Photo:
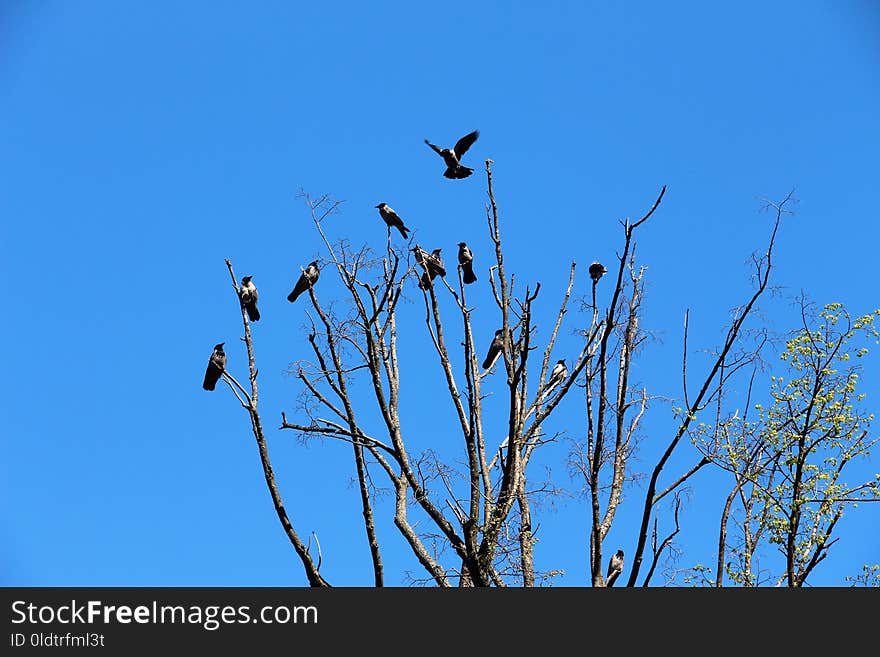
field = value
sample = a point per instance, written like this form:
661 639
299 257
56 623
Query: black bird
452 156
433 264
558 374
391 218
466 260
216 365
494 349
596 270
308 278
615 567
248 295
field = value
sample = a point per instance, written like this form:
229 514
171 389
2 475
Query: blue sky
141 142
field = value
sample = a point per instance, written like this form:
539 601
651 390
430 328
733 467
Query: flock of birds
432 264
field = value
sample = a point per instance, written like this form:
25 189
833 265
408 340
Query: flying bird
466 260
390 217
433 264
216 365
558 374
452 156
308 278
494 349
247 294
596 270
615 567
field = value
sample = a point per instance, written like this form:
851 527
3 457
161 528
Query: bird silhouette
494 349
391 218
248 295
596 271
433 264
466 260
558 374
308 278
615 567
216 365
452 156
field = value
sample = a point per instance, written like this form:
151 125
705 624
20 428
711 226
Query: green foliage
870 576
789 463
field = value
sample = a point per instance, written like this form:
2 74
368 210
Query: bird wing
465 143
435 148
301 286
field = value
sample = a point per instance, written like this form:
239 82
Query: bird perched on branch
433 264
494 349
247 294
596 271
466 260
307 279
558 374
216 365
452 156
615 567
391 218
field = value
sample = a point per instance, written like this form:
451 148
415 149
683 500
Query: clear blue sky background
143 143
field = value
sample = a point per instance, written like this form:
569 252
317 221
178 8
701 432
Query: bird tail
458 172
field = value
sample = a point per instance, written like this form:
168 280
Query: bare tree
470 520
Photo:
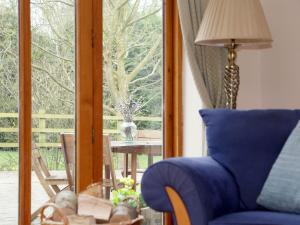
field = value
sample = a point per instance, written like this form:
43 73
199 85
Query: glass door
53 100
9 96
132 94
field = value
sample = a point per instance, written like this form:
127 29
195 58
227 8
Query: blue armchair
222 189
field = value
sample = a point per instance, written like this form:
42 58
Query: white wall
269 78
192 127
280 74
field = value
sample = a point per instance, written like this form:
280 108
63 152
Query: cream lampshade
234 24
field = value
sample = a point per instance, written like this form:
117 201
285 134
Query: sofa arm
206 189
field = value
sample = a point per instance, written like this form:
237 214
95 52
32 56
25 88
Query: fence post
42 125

---

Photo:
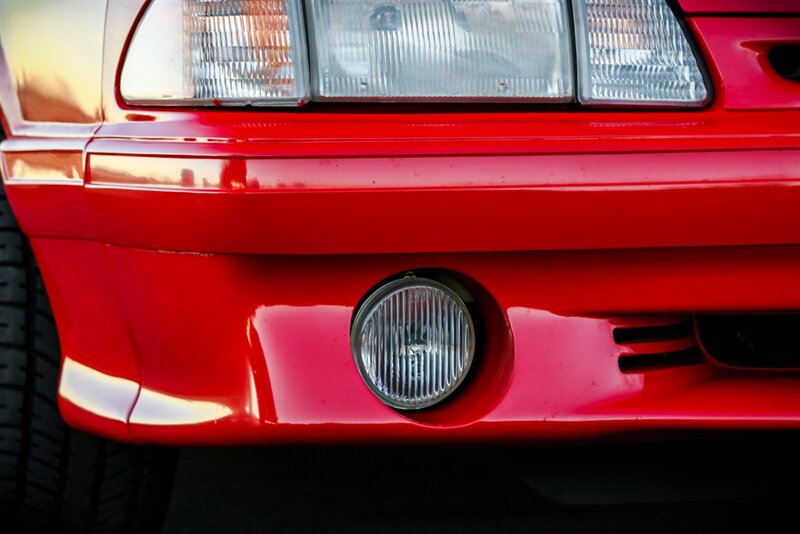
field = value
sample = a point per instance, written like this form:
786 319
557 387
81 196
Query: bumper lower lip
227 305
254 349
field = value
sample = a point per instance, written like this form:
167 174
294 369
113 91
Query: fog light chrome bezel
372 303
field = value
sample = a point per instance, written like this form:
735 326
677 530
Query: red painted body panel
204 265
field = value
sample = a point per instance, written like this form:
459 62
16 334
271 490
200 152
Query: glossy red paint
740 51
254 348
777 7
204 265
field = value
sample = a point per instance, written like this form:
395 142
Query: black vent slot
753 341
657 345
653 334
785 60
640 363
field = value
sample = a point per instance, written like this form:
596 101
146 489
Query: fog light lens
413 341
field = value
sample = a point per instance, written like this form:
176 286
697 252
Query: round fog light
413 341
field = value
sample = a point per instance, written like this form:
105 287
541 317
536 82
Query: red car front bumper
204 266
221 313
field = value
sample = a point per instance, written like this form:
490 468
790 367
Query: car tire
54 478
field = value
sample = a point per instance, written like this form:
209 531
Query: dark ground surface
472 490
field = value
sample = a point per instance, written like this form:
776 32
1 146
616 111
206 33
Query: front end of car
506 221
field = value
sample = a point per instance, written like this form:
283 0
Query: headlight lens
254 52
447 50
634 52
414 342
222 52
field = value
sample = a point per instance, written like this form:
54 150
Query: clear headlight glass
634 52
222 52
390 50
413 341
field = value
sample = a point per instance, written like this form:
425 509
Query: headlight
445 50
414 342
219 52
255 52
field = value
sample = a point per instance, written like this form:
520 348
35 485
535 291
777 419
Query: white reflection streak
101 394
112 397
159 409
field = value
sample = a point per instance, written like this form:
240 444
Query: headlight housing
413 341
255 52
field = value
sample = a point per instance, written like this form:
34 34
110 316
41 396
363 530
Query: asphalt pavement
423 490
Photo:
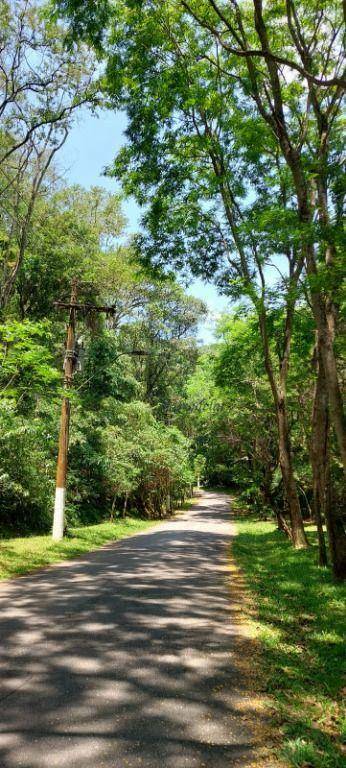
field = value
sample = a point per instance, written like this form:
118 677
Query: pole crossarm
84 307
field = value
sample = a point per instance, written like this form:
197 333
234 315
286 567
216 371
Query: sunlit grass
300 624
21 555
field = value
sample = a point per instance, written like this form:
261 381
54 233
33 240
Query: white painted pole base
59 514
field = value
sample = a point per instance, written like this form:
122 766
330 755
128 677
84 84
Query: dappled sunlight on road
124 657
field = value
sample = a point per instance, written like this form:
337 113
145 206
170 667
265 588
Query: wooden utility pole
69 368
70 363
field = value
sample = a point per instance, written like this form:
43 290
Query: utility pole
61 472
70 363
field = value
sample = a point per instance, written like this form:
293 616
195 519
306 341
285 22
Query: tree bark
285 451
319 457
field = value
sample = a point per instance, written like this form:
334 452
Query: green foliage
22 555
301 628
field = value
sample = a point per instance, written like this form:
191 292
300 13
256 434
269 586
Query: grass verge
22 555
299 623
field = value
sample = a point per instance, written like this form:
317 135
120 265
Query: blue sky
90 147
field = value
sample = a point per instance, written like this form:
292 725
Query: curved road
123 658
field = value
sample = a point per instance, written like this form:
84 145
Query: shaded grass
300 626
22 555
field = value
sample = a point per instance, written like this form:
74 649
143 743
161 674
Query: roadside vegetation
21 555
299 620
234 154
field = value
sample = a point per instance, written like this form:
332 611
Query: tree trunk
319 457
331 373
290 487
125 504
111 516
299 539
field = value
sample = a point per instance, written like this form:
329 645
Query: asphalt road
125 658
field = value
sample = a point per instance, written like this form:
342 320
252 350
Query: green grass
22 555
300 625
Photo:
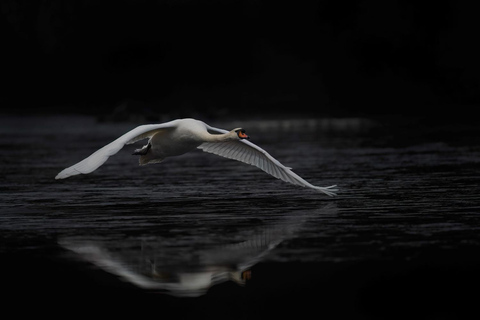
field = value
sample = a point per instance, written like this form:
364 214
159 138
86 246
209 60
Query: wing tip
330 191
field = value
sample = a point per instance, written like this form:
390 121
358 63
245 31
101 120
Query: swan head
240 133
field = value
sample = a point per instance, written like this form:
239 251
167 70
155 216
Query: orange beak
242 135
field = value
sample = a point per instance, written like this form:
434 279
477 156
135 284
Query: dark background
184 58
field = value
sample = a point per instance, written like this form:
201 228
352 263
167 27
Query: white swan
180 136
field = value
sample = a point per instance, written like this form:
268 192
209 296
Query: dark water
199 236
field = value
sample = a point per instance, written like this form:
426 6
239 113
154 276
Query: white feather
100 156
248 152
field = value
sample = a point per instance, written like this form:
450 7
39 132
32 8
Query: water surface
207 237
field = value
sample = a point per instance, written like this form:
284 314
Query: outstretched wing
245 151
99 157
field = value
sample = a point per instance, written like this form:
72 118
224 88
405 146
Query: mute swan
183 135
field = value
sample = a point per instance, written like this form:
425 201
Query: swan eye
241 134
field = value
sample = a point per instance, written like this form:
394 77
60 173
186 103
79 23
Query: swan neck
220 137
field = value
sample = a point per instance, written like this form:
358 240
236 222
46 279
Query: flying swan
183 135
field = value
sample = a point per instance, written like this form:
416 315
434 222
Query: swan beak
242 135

==

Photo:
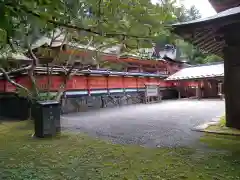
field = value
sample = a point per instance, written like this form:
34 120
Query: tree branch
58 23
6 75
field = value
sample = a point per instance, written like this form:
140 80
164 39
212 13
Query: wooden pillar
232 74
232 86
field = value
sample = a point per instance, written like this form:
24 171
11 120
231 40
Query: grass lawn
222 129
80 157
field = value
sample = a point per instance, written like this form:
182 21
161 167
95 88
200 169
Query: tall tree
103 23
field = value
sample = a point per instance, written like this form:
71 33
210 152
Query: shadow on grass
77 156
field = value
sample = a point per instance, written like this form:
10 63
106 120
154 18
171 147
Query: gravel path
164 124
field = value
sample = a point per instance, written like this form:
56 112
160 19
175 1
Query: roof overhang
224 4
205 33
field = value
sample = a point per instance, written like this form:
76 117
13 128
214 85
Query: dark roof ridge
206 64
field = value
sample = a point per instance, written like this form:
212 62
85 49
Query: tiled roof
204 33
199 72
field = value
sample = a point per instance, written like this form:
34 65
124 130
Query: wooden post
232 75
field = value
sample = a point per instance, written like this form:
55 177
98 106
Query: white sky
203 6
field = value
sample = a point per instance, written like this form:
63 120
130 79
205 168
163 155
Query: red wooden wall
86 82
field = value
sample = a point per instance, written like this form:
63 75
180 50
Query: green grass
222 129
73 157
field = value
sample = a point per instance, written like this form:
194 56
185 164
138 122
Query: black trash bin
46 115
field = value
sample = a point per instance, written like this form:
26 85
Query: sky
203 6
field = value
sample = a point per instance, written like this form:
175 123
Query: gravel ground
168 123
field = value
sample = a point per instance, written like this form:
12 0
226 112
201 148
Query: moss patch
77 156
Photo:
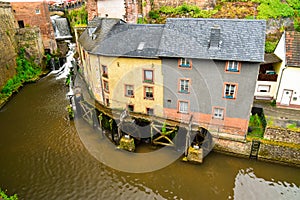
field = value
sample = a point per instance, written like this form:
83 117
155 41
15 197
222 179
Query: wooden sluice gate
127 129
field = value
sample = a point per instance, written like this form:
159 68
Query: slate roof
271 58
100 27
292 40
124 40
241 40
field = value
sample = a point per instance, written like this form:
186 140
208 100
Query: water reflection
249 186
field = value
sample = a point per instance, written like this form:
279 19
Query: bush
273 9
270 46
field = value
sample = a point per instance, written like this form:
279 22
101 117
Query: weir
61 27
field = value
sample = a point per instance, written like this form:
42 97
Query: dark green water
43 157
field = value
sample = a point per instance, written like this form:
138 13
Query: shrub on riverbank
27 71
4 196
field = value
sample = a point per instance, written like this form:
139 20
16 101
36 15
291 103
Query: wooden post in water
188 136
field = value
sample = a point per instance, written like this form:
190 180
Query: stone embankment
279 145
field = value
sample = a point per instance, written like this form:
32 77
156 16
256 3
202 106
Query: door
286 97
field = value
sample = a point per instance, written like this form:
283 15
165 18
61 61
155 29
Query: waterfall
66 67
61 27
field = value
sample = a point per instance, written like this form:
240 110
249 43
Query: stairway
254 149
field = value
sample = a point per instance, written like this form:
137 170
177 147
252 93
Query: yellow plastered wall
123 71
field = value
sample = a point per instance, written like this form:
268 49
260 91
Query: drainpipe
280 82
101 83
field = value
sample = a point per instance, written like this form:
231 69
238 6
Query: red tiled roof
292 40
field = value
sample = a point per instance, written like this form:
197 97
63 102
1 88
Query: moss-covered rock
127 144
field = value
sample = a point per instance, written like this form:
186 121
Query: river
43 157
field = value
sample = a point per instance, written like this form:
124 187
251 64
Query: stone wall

PROBLEM DETAILS: Identify each line in the rows above that contains the word "painted" and copy those lines out in full. Case counts, so only an exact match in capitalization qualifies.

FINISHED EXERCISE:
Query: red painted body panel
Query: white painted pole base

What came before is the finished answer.